(DOCUMENT TEXT):
····················

Marcy Blum: He bought it, he and his... He had a thing. We owned Luchow's before that, which was the largest German restaurant in the world, I believe, which is on 14th Street. So, he liked landmarks. That was a thing. He went and saw that Gage and Tollner was down on its luck and up for sale and he went and made a deal with the Dewey's, the family that owned it for 100 zillion years and then when he made the deal, he went down to Georgia.

I think Edna and her niece were there and everything and he just got her... Because she had spent a lot of time in New York.

Kerry Diamond: Right, a restaurant called Café Nicholson, I think.

Marcy Blum: Exactly, in the Harlem Renaissance and all those. She had a lot of friends still up here, so she said, "Why not?" She was maybe in her late 70s then and she was something else. We lived in the West Village and Edna and I would often... She lived downtown. We would often commute on the subways together, going back and forth to Brooklyn. She was beautiful and tall and stately and just amazing and absolutely unsinkable.

You could have 50 people in the dining room ordering quail and she was still sauteing one at a time in the lard. She was not going to dump it in a Frialator. We had quail and corn pudding and she-crab soup and Edna's biscuits on every table and it went very well for quite awhile, but we just couldn't make a go of it, because nobody wanted to eat in downtown Brooklyn.

Kerry Diamond: Who were some of the people who came to the restaurant to eat Edna's food?

Marcy Blum: Well, Ed Koch was mayor and Ed was a dear friend of ours, my family's and Peter's, so Ed would come all the time and eat a lot, but we never had a lot of luck in those days getting people to come over the bridge, which seems so crazy now because I live in Brooklyn.

Kerry Diamond: You could walk to Gage and Tollner.

Marcy Blum: Exactly, and I do, but it's so funny to think of it because at that time, it just wasn't the time to do that.

Kerry Diamond: What were some of the other dishes you remember? You mentioned a few.

Marcy Blum: Well, we had a funny thing about she-crab soup because two of our friends were very pregnant a year apart, but one had she-crab soup and went into labor, so when the second one was overdue, we said, "Come out to Gage and Tollner and have she-crab soup," and she did and she did go into labor. We always said Edna's miracle labor soup.

We would do Smithfield ham on biscuits because we did a lot of cocktail parties, so everything in miniature. Deviled eggs and deviled shrimp and potted shrimp. She had a cream of tomato soup and fried green tomatoes.

Kerry Diamond: I don't think I know what potted shrimp is. What is that?

Marcy Blum: It's sort of an old school... It's almost like a poached shrimp with peppercorn and a lot of those spreads like the pimento spreads and everything, that honey mustard and collared greens. Everything had lard and/or bacon or both in it.

Kerry Diamond: What were the desserts? Do you remember?

Marcy Blum: I know she did a lemon meringue pie. Thanksgiving was a huge holiday, so she did sweet potato pies and then berry pies in the summer with a great lard crust. Her corn pudding was just amazing, so you'd have to order the quail in order to get the corn pudding and people would want to order three or four extra corn puddings, but of course that would require another four hours of Edna in the kitchen.

Kerry Diamond: What happened to Gage and Tollner? Did you have to close it down?

····················

(ROWS):

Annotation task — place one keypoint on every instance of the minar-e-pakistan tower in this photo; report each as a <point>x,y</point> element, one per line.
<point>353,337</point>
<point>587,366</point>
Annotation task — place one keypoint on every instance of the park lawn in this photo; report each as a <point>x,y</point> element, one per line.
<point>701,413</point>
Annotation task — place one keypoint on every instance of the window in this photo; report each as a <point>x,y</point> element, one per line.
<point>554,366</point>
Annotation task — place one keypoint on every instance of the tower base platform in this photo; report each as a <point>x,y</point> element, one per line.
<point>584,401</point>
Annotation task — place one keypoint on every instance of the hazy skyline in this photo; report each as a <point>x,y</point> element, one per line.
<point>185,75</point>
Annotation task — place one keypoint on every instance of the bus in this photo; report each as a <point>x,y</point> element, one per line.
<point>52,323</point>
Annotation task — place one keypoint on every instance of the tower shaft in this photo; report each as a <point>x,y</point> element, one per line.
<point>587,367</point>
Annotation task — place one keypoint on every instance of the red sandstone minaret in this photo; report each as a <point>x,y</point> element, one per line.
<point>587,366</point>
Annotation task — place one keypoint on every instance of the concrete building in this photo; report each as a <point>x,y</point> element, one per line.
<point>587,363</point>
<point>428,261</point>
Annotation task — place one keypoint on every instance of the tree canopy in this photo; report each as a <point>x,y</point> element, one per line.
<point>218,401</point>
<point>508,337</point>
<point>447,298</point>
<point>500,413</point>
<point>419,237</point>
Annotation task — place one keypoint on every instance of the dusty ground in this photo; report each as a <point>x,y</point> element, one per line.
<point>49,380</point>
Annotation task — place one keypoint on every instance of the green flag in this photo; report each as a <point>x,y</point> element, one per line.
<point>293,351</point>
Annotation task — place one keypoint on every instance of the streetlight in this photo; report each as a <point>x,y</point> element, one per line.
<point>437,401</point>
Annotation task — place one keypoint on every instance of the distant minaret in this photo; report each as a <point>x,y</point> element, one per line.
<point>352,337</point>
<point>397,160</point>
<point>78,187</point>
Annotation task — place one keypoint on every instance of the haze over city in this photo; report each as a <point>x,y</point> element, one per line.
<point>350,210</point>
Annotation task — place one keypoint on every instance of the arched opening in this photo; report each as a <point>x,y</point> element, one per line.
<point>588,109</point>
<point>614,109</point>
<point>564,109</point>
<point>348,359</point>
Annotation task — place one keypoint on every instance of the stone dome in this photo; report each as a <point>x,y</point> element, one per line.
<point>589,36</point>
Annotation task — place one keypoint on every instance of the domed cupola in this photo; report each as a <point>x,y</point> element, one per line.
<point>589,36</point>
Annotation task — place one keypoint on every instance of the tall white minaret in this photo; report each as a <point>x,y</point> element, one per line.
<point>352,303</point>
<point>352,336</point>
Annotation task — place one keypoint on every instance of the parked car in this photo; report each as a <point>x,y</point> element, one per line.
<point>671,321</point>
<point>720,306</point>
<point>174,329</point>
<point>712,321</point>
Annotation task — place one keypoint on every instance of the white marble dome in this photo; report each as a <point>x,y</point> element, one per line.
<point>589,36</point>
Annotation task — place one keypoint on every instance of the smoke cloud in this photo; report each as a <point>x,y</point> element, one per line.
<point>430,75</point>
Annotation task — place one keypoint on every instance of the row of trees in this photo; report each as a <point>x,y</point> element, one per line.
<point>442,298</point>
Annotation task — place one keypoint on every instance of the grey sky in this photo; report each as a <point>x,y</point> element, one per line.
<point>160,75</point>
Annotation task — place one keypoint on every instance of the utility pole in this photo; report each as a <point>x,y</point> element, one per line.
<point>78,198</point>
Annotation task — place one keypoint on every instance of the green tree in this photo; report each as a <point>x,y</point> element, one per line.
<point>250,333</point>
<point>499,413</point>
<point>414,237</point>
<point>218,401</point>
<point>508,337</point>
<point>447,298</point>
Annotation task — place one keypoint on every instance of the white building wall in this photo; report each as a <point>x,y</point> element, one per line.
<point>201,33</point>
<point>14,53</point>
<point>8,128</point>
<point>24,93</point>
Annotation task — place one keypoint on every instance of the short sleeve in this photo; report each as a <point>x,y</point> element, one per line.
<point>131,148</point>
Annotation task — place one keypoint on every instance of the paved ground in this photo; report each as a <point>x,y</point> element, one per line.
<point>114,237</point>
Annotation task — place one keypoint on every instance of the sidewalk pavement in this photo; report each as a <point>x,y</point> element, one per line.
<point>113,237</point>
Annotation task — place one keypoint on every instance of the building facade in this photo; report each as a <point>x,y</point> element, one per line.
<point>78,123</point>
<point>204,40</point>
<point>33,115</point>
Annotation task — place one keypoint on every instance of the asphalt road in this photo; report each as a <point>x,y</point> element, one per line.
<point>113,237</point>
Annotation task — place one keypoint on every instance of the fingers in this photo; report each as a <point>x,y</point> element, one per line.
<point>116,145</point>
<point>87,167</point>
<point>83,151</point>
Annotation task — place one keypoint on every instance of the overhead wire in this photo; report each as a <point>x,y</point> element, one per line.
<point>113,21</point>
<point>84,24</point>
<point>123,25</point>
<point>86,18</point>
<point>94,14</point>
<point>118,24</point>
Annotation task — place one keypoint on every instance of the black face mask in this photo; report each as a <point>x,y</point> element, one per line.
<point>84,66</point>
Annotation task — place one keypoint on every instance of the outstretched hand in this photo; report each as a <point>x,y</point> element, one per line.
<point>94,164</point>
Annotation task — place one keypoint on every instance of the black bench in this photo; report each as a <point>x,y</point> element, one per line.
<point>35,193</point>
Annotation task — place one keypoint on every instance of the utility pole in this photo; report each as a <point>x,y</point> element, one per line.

····················

Pick up the interview about Gage and Tollner after its final question and continue it in the same style.

(EXERCISE RESPONSE):
Marcy Blum: We had to close it down. We just couldn't make it. There were three weeks, which is what makes me so sad when I think about what's going on with the restaurants now, because there were three weeks there, I think, and I honestly don't remember exactly what was going on, but it was some war in the Middle East that was affecting us here. Everyone was freaking out and thinking that we were going to be bombed or whatever. It was way before 9/11, but that kind of thing.

We had three weeks where just nobody was going out and that was it, because we were already hanging on for dear life as it was.

Kerry Diamond: Wow. I think you and I talked about this last time we had dinner together, but the next life that Gage and Tollner had and maybe still will have, but Sohui Kim who has Insa and Good Fork and who's been on the show I think a few times, she and her husband and another partner took over the lease for Gage and Tollner.

Marcy Blum: Exactly. We were just talking about them this weekend and hoping that they're able to pull it off. It is a very beautiful restaurant and it has very good bones and it's all gas lamps. I think now the original Four Seasons, which is now a major food group, whatever, is landmark interior as well but at the time, Gage and Tollner was the only one. Even if we wanted to paint the ceiling, we'd have to go to the Landmarks Commission to be approved with the amount of gold in the paint so we could repaint the ceiling.

You certainly couldn't... For awhile there, it was under really hard times. It was an Arby's and they still had gas lamps.

Kerry Diamond: Oh my god, I do remember seeing a few different incarnations. I think it was a clothing store once, but it was supposed to open March 15th, which I remember because it's my birthday, and kind of the whole world came crashing to a halt on that date. Did you get to see the renovated space?

Marcy Blum: I did not. I was so looking forward to it and I hope I will. Is it finished inside?

Kerry Diamond: It is done, yeah. I went to a little opening party they had for folks in the neighborhood and they did a really gorgeous job. I got to talk to Sohi in the kitchen a little bit and talk to Caroline Schiff, the pastry chef we love so much. This is going to have to be a three part series on the life of Marcy Blum. So, how did you become an event planner?

Marcy Blum: I was working in the restaurants and I was running the banquets and various things and people started asking me if I could do events outside of where I was working. We were doing some off premise things at Gracie Mansion and some off premise catering events through the restaurants, so people asked me and then at the same time, I was planning my wedding to Peter up at Wave Hill, which is an off premise space and it was complicated and difficult and Robert Isabel, the famous Robert Isabel, may he rest in peace, was helping me as a favor.

I said, "Wow, someone should do this for people," about weddings because I was already doing some corporate events, but I didn't realize that I actually didn't invent the industry, but I thought I did because I didn't know anyone who did it. People would ask me and I'd do a couple of small events, weddings, and I put an ad in New York Magazine in those days and I was the only ad for a party planner, believe it or not.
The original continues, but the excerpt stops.